## WHAT TO WORK ON
Write out the entries, please, from the line containing "Box every visible blue latex" through their final line, exactly and with nothing else.

____________________

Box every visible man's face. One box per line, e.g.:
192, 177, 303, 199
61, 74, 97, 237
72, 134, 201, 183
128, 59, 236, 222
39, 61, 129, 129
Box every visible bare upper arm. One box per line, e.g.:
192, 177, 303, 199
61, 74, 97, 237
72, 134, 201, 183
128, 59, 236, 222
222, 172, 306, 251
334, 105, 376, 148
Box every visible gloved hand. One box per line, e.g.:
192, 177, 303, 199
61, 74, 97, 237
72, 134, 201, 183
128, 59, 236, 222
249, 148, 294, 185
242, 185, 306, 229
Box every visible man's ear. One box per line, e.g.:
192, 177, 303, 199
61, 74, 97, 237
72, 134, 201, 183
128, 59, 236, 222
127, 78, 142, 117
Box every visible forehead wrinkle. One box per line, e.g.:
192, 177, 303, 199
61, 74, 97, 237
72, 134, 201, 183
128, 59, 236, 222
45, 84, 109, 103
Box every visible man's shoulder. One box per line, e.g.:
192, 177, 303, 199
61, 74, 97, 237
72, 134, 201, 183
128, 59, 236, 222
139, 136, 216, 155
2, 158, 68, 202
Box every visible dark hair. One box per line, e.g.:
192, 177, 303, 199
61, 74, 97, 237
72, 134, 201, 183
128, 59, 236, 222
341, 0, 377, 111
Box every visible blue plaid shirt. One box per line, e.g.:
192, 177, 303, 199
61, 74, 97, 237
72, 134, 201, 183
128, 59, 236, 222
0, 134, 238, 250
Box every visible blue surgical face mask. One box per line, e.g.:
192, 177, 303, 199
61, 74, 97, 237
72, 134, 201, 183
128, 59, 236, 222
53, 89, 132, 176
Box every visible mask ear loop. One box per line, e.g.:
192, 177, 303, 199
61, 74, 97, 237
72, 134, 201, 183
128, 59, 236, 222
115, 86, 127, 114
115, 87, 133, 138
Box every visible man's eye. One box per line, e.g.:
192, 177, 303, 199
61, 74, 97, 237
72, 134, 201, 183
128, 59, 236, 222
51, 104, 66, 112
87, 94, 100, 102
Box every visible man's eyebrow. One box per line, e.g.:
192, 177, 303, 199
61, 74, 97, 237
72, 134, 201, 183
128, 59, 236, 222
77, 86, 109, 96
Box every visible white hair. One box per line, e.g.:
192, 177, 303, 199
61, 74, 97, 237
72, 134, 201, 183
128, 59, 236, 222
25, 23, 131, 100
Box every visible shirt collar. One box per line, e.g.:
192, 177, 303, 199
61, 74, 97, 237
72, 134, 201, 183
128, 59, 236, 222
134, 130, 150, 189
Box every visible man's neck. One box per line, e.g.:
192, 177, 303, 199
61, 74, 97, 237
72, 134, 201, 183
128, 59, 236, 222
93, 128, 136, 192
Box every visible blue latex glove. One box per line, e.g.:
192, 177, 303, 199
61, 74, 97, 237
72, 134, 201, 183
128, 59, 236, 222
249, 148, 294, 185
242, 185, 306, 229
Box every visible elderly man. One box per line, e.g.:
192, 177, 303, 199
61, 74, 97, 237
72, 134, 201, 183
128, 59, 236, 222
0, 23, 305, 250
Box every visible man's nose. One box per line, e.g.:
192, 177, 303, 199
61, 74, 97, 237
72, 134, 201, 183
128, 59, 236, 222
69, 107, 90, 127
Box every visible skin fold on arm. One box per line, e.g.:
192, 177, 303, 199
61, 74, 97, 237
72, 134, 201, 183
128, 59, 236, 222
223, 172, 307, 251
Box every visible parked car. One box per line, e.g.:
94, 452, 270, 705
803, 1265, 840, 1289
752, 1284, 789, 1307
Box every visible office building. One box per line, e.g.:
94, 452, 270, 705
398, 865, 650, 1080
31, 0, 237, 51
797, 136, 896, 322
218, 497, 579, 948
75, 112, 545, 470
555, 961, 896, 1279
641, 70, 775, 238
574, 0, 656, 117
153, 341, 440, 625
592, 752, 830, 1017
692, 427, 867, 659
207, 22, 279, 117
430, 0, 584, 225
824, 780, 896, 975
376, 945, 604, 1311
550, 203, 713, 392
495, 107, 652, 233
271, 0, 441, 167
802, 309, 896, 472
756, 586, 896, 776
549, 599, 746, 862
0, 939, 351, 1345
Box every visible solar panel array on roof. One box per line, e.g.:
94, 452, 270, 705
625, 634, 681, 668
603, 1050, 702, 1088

____________________

## OUTPUT BELOW
Box every visible blue latex glove. One box per line, e.g.:
192, 177, 303, 199
61, 74, 97, 237
72, 134, 201, 183
128, 59, 236, 222
249, 148, 294, 185
242, 185, 306, 229
Box every visible elderly man. One box per line, e.g.:
192, 177, 303, 199
61, 74, 97, 237
72, 134, 201, 183
128, 59, 236, 222
0, 23, 305, 250
Box every visible man's nose. One box per line, e.g.:
192, 177, 303, 199
61, 74, 97, 237
72, 134, 201, 183
128, 59, 236, 222
69, 107, 90, 127
Box every visible skin fold on arm. One box per line, e.g.:
192, 177, 303, 199
61, 74, 97, 237
72, 134, 201, 183
128, 59, 236, 222
223, 172, 307, 251
Box every visible parked car. One box per line, e.g.:
94, 452, 270, 705
803, 1265, 840, 1289
752, 1284, 789, 1307
Box every visible office building. One box per line, e.g.:
94, 452, 270, 705
398, 865, 650, 1080
31, 0, 237, 51
797, 136, 896, 322
218, 497, 579, 948
75, 112, 545, 470
555, 961, 896, 1279
641, 70, 775, 238
574, 0, 656, 117
153, 341, 440, 625
592, 752, 830, 1017
692, 427, 867, 659
207, 22, 279, 117
430, 0, 584, 225
824, 780, 896, 975
376, 945, 604, 1311
550, 203, 713, 392
495, 107, 652, 233
271, 0, 441, 167
802, 309, 896, 472
756, 586, 896, 776
549, 599, 746, 862
0, 939, 351, 1345
Box every visible solar panel array on roof. One box per line, e.g.:
94, 452, 270, 705
625, 634, 681, 668
603, 1050, 702, 1088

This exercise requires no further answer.